---- RECORDS SHOWN

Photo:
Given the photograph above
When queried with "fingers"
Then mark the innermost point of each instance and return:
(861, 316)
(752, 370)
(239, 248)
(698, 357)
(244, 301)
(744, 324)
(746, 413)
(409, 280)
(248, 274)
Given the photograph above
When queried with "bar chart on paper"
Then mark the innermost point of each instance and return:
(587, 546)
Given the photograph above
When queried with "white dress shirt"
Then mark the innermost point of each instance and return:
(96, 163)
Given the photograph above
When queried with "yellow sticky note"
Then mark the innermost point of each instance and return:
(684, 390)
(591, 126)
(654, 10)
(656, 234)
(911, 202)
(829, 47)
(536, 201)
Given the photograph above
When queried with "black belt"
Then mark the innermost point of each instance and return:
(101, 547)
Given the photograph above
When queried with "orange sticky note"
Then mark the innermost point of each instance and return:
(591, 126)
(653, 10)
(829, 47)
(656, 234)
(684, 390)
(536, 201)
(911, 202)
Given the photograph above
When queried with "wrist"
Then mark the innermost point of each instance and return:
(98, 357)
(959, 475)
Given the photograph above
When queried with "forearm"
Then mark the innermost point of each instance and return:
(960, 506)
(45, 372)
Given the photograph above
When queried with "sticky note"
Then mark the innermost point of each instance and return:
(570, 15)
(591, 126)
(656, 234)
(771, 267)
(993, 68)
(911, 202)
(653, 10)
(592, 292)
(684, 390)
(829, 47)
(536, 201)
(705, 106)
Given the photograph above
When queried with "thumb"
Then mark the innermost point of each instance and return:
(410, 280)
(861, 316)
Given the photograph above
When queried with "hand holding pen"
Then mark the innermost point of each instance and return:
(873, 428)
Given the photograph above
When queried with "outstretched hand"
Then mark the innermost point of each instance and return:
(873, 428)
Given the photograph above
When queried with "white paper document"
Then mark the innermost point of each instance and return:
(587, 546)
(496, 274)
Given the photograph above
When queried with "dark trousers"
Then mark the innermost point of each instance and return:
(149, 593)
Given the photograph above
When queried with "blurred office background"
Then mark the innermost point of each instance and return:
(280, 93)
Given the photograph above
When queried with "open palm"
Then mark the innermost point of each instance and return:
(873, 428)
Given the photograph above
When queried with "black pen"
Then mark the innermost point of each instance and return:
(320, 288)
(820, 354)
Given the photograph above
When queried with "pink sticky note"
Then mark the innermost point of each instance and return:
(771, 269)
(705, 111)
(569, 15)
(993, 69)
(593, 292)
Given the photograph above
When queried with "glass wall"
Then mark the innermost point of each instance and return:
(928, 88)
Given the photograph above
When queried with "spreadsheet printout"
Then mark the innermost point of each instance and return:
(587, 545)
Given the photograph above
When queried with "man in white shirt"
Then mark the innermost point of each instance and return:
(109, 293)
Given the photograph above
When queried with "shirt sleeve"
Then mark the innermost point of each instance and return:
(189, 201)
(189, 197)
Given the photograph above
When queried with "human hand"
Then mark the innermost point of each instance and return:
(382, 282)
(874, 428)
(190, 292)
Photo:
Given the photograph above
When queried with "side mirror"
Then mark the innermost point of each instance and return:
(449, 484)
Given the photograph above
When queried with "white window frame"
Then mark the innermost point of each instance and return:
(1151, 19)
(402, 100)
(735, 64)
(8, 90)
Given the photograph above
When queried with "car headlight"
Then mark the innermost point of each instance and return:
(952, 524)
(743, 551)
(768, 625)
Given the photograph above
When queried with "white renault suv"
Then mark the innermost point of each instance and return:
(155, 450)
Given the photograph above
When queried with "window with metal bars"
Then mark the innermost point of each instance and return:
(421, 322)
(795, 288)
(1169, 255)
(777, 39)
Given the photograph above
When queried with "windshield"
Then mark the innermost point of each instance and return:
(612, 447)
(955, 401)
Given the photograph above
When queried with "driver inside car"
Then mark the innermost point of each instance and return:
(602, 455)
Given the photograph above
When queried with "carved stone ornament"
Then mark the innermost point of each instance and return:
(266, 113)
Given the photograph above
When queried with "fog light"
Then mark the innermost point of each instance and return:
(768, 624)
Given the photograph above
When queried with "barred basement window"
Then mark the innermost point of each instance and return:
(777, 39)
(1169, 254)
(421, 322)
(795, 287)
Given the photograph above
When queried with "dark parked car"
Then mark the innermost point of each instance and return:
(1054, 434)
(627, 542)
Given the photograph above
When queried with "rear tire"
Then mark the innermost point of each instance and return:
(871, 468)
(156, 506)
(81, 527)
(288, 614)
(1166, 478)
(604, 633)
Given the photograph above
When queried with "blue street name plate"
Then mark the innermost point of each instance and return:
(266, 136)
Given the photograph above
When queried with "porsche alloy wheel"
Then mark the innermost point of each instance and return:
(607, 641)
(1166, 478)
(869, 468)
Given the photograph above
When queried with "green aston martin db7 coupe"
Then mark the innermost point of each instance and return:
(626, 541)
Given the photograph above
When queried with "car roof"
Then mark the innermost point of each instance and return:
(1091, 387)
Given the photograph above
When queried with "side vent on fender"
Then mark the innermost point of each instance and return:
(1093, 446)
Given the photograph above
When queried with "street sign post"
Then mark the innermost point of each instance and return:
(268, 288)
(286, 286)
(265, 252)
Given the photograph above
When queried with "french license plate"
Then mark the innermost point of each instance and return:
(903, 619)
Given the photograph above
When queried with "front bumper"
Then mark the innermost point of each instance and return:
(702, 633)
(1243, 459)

--------

◆ INSTRUCTIONS FOR THE TASK ◆
Output all preceding records character for character.

◆ TASK RESULT ◆
Photo:
Given the photograph above
When queried with "fingers"
Then mark the innermost point of each instance and return:
(861, 316)
(752, 370)
(239, 248)
(698, 357)
(244, 301)
(744, 324)
(746, 413)
(409, 280)
(248, 274)
Given the photograph above
When queried with "bar chart on paper"
Then mark the innermost point of each instance and return:
(587, 546)
Given the photograph above
When queried with "white dress shirt"
Then mark the innermost point of each instance and return:
(96, 163)
Given the photograph above
When queried with "yellow sticky note"
Then mark the innermost point of each instance and return:
(684, 390)
(591, 126)
(654, 10)
(656, 234)
(911, 202)
(829, 47)
(536, 201)
Given the photograph above
When queried with "black belt"
Then mark the innermost point of each instance and return:
(101, 547)
Given the photograph above
When queried with "orange sticky note"
Then mark the innermost point of each instance and return:
(591, 126)
(653, 10)
(829, 47)
(656, 234)
(684, 390)
(536, 201)
(911, 202)
Given the photograph above
When queried with "wrist"
Then mark the innermost point of each instance and return:
(98, 357)
(959, 475)
Given the photograph above
When queried with "forearm"
Then mark the innermost point of each instance and return:
(960, 506)
(45, 372)
Given the photograph above
When queried with "sticky note"
Then mark the innermost point of each instance and return:
(570, 15)
(591, 126)
(656, 234)
(771, 267)
(993, 68)
(911, 202)
(653, 10)
(592, 292)
(684, 390)
(829, 47)
(536, 201)
(705, 106)
Given the photograph above
When queried with "thumb"
Then mark the innermost point of each instance and return:
(410, 280)
(861, 316)
Given the photograph above
When queried with "hand holding pen"
Then mark the innermost point of each instance and return:
(873, 428)
Given the photograph above
When queried with "outstretched hand"
Then mark the innermost point of each instance and return:
(873, 428)
Given the photograph above
When queried with "white paper document"
Then mark the innermost point of each instance and return:
(587, 546)
(496, 274)
Given the photograph above
When queried with "dark trousers"
Then mark the innermost point of each instance and return:
(149, 593)
Given the photograph above
When queried with "blurred office background"
Then mark the innermost point of each instance and return:
(280, 93)
Given the photograph above
When queried with "open palm"
Then mark the innermost point of each instance and return:
(873, 428)
Given the photograph above
When queried with "black pen"
Then mark the innermost point of each instance and return:
(320, 288)
(820, 354)
Given the photograph above
When queried with "pink sticky note"
Then mark the innermost point of each instance and return:
(771, 269)
(705, 111)
(569, 15)
(993, 69)
(593, 292)
Given the photograph above
When queried with "glass wall"
Then mark the innermost point of each instance and return:
(928, 88)
Given the photograph above
When queried with "spreadsheet printout"
Then mark the innermost point of each instance and return:
(587, 545)
Given the photograph above
When queried with "man in white shirt"
Then mark the innermost point of each instance and return:
(109, 293)
Given the photograph above
When queried with "shirt sleeve"
Then mark the innermost point of each instance and return:
(189, 201)
(189, 197)
Given the photograph above
When queried with "human hand"
Then mark the innermost point of each instance and return:
(382, 282)
(874, 428)
(190, 292)
Photo:
Given the photograph above
When queried with "side mirror"
Then mark the innermost point of each instance and return:
(449, 484)
Given the photograph above
When queried with "white window frame"
Then mark the innermost point of each instance and return:
(1151, 19)
(402, 100)
(735, 64)
(8, 90)
Given the photograph above
When queried with "car headlight"
Then mark the innermost point of each instance and return:
(952, 524)
(743, 551)
(768, 625)
Given the photograph above
When queried with "white renault suv"
Then mark the innermost point of each instance and return:
(155, 450)
Given the photograph above
When queried with "window with metal bars"
Then mark the innermost point of each instance and return:
(421, 322)
(795, 288)
(1169, 255)
(777, 39)
Given the photograph above
When queried with "windshield"
Then mark the innermost point of each instance and return:
(612, 447)
(955, 401)
Given the photograph above
When queried with "driver inside car"
Then mark the innermost point of each instance and return:
(602, 455)
Given the photograph above
When queried with "carved stone ornament"
Then mark the innermost point of each instance and return:
(266, 113)
Given the photograph above
When queried with "fog light"
Then mark the innermost point of each instance and return:
(768, 624)
Given the photograph above
When queried with "barred basement window"
Then mark the innermost point of each instance and return:
(777, 39)
(1169, 254)
(421, 322)
(795, 287)
Given the photograph above
When queried with "dark parked car"
Then mark the innermost point of each instance and return:
(1054, 434)
(627, 542)
Given the photograph above
When queried with "rear tire"
Then mark the innermost point of each instance and return:
(871, 468)
(156, 506)
(81, 527)
(288, 614)
(1166, 478)
(604, 633)
Given the photograph above
When queried with "blue street name plate"
Then mark the innermost point of each instance and return:
(266, 136)
Given the photograph above
When queried with "porsche alloy wheel"
Then mark the innermost point of each instance and return:
(607, 641)
(1166, 478)
(869, 468)
Given the photograph above
When queried with "green aston martin db7 coupe"
Then mark the innermost point of each instance and return:
(626, 541)
Given the photograph above
When queried with "car roof"
Then mark the innermost point of each instance and return:
(1091, 387)
Given the photograph above
When queried with "side vent on fender"
Then mark the innermost point of each instance and return:
(1093, 446)
Given the photograph above
When queried with "street sign post"
Then mark the innermost point of each instance and return:
(268, 288)
(286, 286)
(265, 252)
Given the photograph above
When queried with "french license plate"
Then mark the innermost point of each instance and return:
(903, 619)
Given the photograph above
When queried with "front bumper"
Then mark the innermost point of each instance and return:
(702, 633)
(1243, 459)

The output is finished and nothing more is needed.